◆ EXTRACT PROVIDED ◆
[Start of Attachment]

By this time, I had accepted my fate that I would be admitted for 72 hours assessment, given some “happy pills” to calm me down, most likely labeled as “Bi-Polar, Schizophrenic, Multiple Personality Disorder….something at least to explain my past psychotic behaviour. A deep assessment is what I finally was ok in doing, positive they would find something terribly wrong with me. NOT! When I finally saw the DR. and told him EVERYTHING (for the first time in my life) he was very diligent in taking notes and not saying much; mind you it was coming out of me so fast that the poor guy could barely keep up to what I was saying. I had never told a single Soul prior to that moment all the trauma and abuse I had endured. When he was done taking notes, and I was done talking, he gives me a card with AADAC written on it. I look at him dumbfounded truly not understanding what he was saying. I asked him,” Aren’t you going to lock me up as crazy and give me some Happy Pills?” He laughs, pulls his glasses down over the tip of his nose, looks down at me in a Fatherly sort of way, and replies, “Oh no! My dear, there are no amount of pills that will fix you!” He shows me the sheet which had the very long list of notes, and says that I needed to quit drinking alcohol in order to go address these issues first. Anti-depressants wouldn’t work anyway because of the amount I was drinking almost every day. I was dumbfounded and speechless as he left me to fend for myself making my way home in yellow pj’s on the bus (they had confiscated my scrubs). Now I really looked like I was off my rocker taking the city bus in bright yellow pj’s, makeup everywhere, eyes swollen from crying, hair a complete disaster sticking up…..great…just great!

[End of Attachment]

◆ SOURCE INFORMATION ◆

[Start of Attachment]

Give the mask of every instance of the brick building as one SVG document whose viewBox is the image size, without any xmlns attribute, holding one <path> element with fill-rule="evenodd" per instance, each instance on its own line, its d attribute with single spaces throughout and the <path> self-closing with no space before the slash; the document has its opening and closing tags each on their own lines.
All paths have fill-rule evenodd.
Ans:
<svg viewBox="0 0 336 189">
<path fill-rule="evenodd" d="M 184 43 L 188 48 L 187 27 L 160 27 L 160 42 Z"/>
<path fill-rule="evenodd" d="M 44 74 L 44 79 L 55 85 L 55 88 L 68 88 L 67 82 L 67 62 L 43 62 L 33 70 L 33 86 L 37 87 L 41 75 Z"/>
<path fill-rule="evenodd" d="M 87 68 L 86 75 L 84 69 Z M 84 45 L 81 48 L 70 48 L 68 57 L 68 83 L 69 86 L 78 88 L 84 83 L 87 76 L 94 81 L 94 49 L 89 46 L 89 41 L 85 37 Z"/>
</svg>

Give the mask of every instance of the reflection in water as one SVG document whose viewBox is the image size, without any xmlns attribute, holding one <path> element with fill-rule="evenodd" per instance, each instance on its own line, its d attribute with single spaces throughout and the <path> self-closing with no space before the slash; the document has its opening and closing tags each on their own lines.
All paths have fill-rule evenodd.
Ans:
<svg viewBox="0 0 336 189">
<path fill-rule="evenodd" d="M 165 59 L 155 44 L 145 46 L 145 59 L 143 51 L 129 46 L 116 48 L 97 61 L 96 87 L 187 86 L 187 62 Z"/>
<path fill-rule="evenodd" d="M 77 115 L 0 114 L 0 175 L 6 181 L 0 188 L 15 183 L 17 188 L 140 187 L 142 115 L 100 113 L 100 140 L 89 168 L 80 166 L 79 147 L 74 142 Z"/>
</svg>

[End of Attachment]

◆ WORK INSTRUCTION ◆
Can you return the full account of the hospital assessment word for word? Rely only on the account of the hospital assessment, not on the entries.

◆ RESPONSE AREA ◆
By this time, I had accepted my fate that I would be admitted for 72 hours assessment, given some “happy pills” to calm me down, most likely labeled as “Bi-Polar, Schizophrenic, Multiple Personality Disorder….something at least to explain my past psychotic behaviour. A deep assessment is what I finally was ok in doing, positive they would find something terribly wrong with me. NOT! When I finally saw the DR. and told him EVERYTHING (for the first time in my life) he was very diligent in taking notes and not saying much; mind you it was coming out of me so fast that the poor guy could barely keep up to what I was saying. I had never told a single Soul prior to that moment all the trauma and abuse I had endured. When he was done taking notes, and I was done talking, he gives me a card with AADAC written on it. I look at him dumbfounded truly not understanding what he was saying. I asked him,” Aren’t you going to lock me up as crazy and give me some Happy Pills?” He laughs, pulls his glasses down over the tip of his nose, looks down at me in a Fatherly sort of way, and replies, “Oh no! My dear, there are no amount of pills that will fix you!” He shows me the sheet which had the very long list of notes, and says that I needed to quit drinking alcohol in order to go address these issues first. Anti-depressants wouldn’t work anyway because of the amount I was drinking almost every day. I was dumbfounded and speechless as he left me to fend for myself making my way home in yellow pj’s on the bus (they had confiscated my scrubs). Now I really looked like I was off my rocker taking the city bus in bright yellow pj’s, makeup everywhere, eyes swollen from crying, hair a complete disaster sticking up…..great…just great!